**Excerpt**
######

Efficient and Rapid Photocatalytic Degradation of Methyl Orange Dye Using Al/ZnO Nanoparticles

Piangjai Peerakiatkhajohn  1 Teera Butburee  2 Jung-Hoon Sul  3 Supphasin Thaweesak  4 Jung-Ho Yun  5
Affiliations

Efficient and Rapid Photocatalytic Degradation of Methyl Orange Dye Using Al/ZnO Nanoparticles

Piangjai Peerakiatkhajohn et al. Nanomaterials (Basel). .

Abstract

ZnO and Aluminum doped ZnO nanoparticles (Al/ZnO NPs) were successfully synthesized by the sol-gel method. Together with the effect of calcination temperatures (200, 300 and 400 °C) and Al dosage (1%, 3%, 5% and 10%) on structural, morphological and optical properties of Al/ZnO NPs, their photocatalytic degradation of methyl orange (MO) dye was investigated. The calcination temperatures at 200, 300 and 400 °C in forming structure of ZnO NPs led to spherical nanoparticle, nanorod and nanoflake structures with a well-crystalline hexagonal wurtzite, respectively. The ZnO NPs calcined at 200 °C exhibited the highest specific surface area and light absorption property, leading to the MO removal efficiency of 80% after 4 h under the Ultraviolet (UV) light irradiation. The MO removal efficiency was approximately two times higher than the nanoparticles calcined at 400 °C. Furthermore, the 5% Al/ZnO NPs exhibited superior MO removal efficiency of 99% in only 40 min which was approximately 20 times enhancement in photocatalytic activity compared to pristine ZnO under the visible light irradiation. This high degradation performance was attributed to the extended light absorption, narrowed band gap and effective suppression of electron-hole recombination through an addition of Al metal.

######

Object location annotation data
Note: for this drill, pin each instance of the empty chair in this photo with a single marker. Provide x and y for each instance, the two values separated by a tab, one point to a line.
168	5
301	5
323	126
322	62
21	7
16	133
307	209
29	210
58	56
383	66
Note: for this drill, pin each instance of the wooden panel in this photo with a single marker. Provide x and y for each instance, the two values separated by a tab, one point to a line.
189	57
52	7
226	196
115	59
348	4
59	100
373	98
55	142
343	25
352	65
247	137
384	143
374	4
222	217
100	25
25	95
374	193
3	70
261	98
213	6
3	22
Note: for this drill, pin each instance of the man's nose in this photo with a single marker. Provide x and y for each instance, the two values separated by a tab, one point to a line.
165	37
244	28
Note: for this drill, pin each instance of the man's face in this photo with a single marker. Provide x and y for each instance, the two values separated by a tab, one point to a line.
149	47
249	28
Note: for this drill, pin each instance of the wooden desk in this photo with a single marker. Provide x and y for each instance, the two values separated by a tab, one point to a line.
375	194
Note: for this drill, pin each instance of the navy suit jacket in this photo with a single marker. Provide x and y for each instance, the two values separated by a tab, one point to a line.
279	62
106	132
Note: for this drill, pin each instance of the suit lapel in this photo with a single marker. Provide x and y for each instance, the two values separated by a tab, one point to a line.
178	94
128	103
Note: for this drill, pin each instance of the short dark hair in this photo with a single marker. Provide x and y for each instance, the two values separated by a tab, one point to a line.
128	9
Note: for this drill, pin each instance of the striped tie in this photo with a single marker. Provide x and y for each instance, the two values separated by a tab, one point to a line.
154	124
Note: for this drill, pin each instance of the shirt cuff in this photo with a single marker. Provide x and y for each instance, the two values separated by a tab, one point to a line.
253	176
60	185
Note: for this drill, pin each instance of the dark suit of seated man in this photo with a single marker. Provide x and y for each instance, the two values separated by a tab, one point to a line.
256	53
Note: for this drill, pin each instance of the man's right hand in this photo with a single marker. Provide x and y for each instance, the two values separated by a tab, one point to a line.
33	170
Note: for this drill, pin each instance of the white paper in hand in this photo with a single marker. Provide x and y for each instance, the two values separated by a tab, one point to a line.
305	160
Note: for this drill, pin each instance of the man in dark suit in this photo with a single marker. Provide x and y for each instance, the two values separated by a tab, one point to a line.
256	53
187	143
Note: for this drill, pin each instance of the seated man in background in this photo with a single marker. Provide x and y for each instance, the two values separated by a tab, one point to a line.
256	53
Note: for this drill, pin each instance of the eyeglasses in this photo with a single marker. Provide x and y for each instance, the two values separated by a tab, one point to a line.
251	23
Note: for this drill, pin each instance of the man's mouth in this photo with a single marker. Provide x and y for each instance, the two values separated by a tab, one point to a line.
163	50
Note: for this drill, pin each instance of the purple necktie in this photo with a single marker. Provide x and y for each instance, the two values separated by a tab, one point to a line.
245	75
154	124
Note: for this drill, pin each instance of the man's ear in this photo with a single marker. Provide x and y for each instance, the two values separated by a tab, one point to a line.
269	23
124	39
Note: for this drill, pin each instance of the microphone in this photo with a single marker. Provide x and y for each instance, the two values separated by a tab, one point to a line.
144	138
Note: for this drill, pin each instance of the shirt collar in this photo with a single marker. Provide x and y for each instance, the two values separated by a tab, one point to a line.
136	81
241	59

######

**Objectives**
[a] Reproduce the passage of the abstract on methyl orange dye degradation, starting with "Piangjai Peerakiatkhajohn  1" and going on through "Nanomaterials (Basel). .".
[b] Arrange the entries as a numbered list, starting with the line with "Note: for this drill, pin each instance of the shirt collar" and going on through the last line of the entries, with blank lines omitted.

**Per-task outputs**
[a]
Piangjai Peerakiatkhajohn  1 Teera Butburee  2 Jung-Hoon Sul  3 Supphasin Thaweesak  4 Jung-Ho Yun  5
Affiliations

Efficient and Rapid Photocatalytic Degradation of Methyl Orange Dye Using Al/ZnO Nanoparticles

Piangjai Peerakiatkhajohn et al. Nanomaterials (Basel). .

[b]
1. Note: for this drill, pin each instance of the shirt collar in this photo with a single marker. Provide x and y for each instance, the two values separated by a tab, one point to a line.
2. 136	81
3. 241	59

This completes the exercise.